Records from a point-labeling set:
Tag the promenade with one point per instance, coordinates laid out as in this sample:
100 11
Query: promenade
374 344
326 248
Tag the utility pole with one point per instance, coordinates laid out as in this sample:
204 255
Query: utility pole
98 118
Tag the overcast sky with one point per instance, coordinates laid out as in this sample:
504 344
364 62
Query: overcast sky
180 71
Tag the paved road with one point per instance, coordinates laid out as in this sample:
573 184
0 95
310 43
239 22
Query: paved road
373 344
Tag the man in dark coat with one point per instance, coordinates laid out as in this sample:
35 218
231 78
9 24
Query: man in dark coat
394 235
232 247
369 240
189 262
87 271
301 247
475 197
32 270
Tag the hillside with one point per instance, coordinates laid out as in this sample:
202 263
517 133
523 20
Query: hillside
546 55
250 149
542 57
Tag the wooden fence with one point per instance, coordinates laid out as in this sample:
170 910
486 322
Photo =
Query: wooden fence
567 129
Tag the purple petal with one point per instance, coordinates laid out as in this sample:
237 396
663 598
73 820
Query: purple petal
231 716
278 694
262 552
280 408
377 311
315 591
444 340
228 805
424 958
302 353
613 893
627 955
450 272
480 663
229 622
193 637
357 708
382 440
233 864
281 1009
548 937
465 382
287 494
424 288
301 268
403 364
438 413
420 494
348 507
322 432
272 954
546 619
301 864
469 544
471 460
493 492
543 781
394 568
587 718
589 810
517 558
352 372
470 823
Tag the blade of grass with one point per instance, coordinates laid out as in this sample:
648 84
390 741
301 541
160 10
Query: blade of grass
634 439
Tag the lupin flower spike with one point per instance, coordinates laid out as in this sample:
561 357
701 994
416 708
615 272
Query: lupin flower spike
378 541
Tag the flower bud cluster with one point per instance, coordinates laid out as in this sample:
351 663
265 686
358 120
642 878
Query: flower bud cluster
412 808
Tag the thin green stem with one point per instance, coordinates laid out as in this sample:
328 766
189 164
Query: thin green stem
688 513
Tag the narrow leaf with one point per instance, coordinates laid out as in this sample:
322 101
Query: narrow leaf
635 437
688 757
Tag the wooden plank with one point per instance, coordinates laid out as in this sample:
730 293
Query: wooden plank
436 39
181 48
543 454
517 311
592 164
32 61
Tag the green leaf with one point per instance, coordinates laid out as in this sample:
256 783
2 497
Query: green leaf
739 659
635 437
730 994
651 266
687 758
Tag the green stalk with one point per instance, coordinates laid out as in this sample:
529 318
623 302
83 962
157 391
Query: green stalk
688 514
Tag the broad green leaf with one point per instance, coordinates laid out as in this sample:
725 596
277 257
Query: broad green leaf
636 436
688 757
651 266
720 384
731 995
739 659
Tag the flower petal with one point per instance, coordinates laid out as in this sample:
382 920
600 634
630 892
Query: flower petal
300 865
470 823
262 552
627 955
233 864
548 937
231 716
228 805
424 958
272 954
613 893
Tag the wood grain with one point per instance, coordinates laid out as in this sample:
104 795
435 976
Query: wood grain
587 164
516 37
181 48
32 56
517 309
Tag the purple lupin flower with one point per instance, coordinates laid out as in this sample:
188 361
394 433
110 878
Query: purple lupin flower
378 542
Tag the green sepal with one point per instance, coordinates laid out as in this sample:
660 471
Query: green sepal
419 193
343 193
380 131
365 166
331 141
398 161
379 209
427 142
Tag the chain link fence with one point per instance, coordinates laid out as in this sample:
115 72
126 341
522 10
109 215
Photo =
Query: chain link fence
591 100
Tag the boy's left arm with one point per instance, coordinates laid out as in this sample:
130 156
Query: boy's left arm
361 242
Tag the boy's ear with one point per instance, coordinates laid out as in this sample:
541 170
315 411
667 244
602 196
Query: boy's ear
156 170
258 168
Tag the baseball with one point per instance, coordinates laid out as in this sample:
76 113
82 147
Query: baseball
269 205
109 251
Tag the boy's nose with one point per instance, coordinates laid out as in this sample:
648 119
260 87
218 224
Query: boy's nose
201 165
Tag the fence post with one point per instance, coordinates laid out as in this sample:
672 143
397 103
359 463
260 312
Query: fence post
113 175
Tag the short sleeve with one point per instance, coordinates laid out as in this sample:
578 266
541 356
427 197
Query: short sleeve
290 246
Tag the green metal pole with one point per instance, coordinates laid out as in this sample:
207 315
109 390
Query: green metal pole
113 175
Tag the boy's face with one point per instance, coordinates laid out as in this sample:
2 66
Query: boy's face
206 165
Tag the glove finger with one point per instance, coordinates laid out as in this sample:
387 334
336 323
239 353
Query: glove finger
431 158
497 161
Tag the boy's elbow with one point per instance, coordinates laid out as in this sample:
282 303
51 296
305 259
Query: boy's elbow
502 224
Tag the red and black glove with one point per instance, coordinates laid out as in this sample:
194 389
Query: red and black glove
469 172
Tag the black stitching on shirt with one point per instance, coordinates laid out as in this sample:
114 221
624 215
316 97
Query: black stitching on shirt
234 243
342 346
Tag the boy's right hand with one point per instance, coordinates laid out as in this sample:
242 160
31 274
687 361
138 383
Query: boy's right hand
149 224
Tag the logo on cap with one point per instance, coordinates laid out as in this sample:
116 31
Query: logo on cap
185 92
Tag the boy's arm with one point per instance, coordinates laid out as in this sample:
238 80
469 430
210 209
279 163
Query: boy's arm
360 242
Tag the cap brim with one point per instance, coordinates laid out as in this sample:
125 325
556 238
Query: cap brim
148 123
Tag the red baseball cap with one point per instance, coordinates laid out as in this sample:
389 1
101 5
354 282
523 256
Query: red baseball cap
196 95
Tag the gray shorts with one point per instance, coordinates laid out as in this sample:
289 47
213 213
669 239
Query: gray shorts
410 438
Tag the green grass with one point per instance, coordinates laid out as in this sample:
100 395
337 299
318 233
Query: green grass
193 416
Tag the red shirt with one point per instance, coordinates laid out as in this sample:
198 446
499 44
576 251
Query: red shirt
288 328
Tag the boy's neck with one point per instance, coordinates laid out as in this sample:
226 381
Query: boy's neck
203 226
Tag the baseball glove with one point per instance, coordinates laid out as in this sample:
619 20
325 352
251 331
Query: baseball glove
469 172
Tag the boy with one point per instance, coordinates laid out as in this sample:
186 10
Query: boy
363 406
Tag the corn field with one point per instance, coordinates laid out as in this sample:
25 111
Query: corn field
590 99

Stated problem:
Copy all of the items above exactly as they appear, without changing any line.

The result:
Tag the promenade with one point per instance, coordinates laid out as in this sample:
100 11
Query: promenade
374 344
326 248
Tag the utility pole with one point per instance, coordinates laid out as in this sample:
204 255
Query: utility pole
98 118
Tag the overcast sky with one point per instance, coordinates laid out as in this sample:
504 344
364 62
Query: overcast sky
180 71
Tag the paved road with one point per instance, coordinates laid out as in this sample:
573 184
0 95
310 43
239 22
Query: paved road
373 344
Tag the man in dark coat with one point per instance, coordinates laid out as in this sample:
35 218
231 78
9 24
Query: man in dark coat
394 235
232 247
369 240
189 262
87 271
301 247
475 197
32 270
Tag the hillside with one point per instance, coordinates laid out as in this sample:
202 263
517 133
523 20
Query: hillside
546 55
250 149
542 57
Tag the wooden fence with one point per instance, coordinates laid out as in this sample:
170 910
486 322
Photo =
Query: wooden fence
567 129
Tag the purple petal with one point per instance, coordinates laid out as in this sample:
237 396
663 598
73 820
Query: purple petal
231 716
278 694
262 552
280 408
377 311
315 591
444 340
228 805
424 958
302 353
613 893
627 955
450 272
480 663
229 622
193 637
357 708
382 440
233 864
281 1009
548 937
465 382
287 494
424 288
301 268
403 364
438 413
420 494
348 507
322 432
272 954
546 619
301 864
469 544
471 460
493 492
543 781
394 568
587 718
589 810
517 558
352 372
470 823
Tag the blade of grass with one point per instance, coordinates laid out as in this sample:
648 84
390 741
301 541
160 10
Query: blade of grass
634 439
Tag the lupin flower spike with one point per instance, coordinates laid out as in this sample:
561 357
701 994
416 708
615 272
Query: lupin flower spike
378 541
Tag the flower bud cluster with one point per instance, coordinates laid out as in this sample:
351 663
265 686
358 120
642 878
Query: flower bud cluster
412 808
Tag the thin green stem with one point per instance, coordinates laid out as in this sample:
328 766
189 164
Query: thin green stem
688 513
Tag the narrow leaf with one point per instance, coordinates laid out as in this sample:
322 101
Query: narrow leaf
635 437
688 757
Tag the wooden plank with one point per instance, coordinates laid out as in this sample:
730 293
Query: wooden plank
436 39
181 48
543 454
517 311
592 164
32 61
Tag the green leaf with one point per instance, coordinates laid out as in this sample:
256 783
2 497
Query: green leaf
739 659
635 437
730 994
651 266
687 758
Tag the green stalk with one point per instance, coordinates laid out as in this sample:
529 318
623 302
83 962
157 391
Query: green stalk
688 514
Tag the broad green leaf with one point per instance, coordinates laid out as in this sample:
725 596
277 257
Query: broad green leaf
636 436
688 757
651 266
720 384
731 995
739 659
Tag the flower petal with one point per instance, coordinates laid out as in this sample:
382 920
600 634
630 892
Query: flower petal
300 865
470 823
262 552
627 955
233 864
548 937
231 716
228 805
424 958
272 954
613 893
Tag the wood grain with one point per instance, coordinates laid out as in this sample:
104 795
435 976
Query: wood grain
587 164
516 37
181 48
32 56
517 309
Tag the purple lupin flower with one point per instance, coordinates laid out as in this sample:
188 361
394 433
110 878
Query: purple lupin flower
378 542
Tag the green sepal with one point per instance, coordinates laid out as in this sample:
660 471
Query: green sepal
419 193
343 193
380 131
365 166
331 141
398 161
379 209
427 142
Tag the chain link fence with one point per instance, coordinates laid out as in this sample:
115 72
126 341
522 10
109 215
Photo =
Query: chain link fence
591 100
Tag the boy's left arm with one point per instance, coordinates laid out as in this sample:
130 156
Query: boy's left arm
361 242
Tag the boy's ear with one point per instance, coordinates laid out as in this sample:
541 170
315 411
667 244
602 196
Query: boy's ear
156 170
258 168
Tag the baseball with one point per instance, coordinates laid out as in this sample:
76 113
82 147
Query: baseball
269 205
109 251
Tag the boy's nose with one point per instance, coordinates laid out as in this sample:
648 119
260 87
218 224
Query: boy's nose
201 165
Tag the fence post with one point per instance, coordinates laid out as in this sample:
672 143
397 103
359 463
260 312
Query: fence post
113 175
Tag the short sleeve with one point per instance, coordinates laid out as in this sample:
578 266
541 356
427 197
Query: short sleeve
290 246
Tag the green metal pole with one point per instance, coordinates laid out as in this sample:
207 315
109 390
Query: green metal pole
113 175
Tag the boy's face with one point per instance, coordinates laid out as in this sample:
2 66
Query: boy's face
206 165
Tag the glove finger with one point per instance, coordinates laid out as in this sample:
387 334
336 323
239 353
Query: glove finger
431 158
497 161
Tag the boy's elbow with one point per instance, coordinates laid out as in this sample:
282 303
51 296
305 259
Query: boy's elbow
502 224
Tag the red and black glove with one point per instance, coordinates laid out as in this sample:
194 389
Query: red and black glove
469 172
Tag the black stitching on shirt with one point per instance, coordinates laid out as in this sample:
114 221
624 215
316 97
Query: black stitching on shirt
234 243
342 346
Tag the boy's right hand with one point per instance, coordinates laid out as in this sample:
242 160
31 274
687 361
138 383
Query: boy's right hand
149 224
Tag the logo on cap with one point per instance, coordinates laid out as in this sample:
116 31
Query: logo on cap
185 92
Tag the boy's arm with one point per instance, coordinates laid out as in this sample:
238 80
469 430
210 209
279 163
Query: boy's arm
360 242
Tag the cap brim with one point per instance, coordinates laid out as in this sample:
125 325
556 238
Query: cap brim
148 123
Tag the red baseball cap with one point per instance, coordinates laid out as in this sample:
389 1
101 5
354 282
523 256
Query: red baseball cap
196 95
Tag the gray shorts with one point per instance, coordinates laid out as in this sample:
289 47
213 213
669 239
Query: gray shorts
410 438
Tag the green grass with one point per instance, coordinates laid out as in this sample:
100 395
337 299
318 233
Query: green grass
193 416
Tag the red shirt with one point per instance, coordinates laid out as in this sample:
198 446
499 44
576 251
Query: red shirt
288 328
Tag the boy's neck with one point per instance, coordinates laid out as in this sample:
226 381
Query: boy's neck
203 226
Tag the baseball glove with one point per instance, coordinates laid out as in this sample:
619 20
325 352
251 331
Query: baseball glove
469 172
Tag the boy with one point per instance, coordinates laid out as in this sample:
186 10
Query: boy
363 406
Tag the corn field with one point per instance, coordinates laid out as in this sample:
25 111
Query: corn field
590 99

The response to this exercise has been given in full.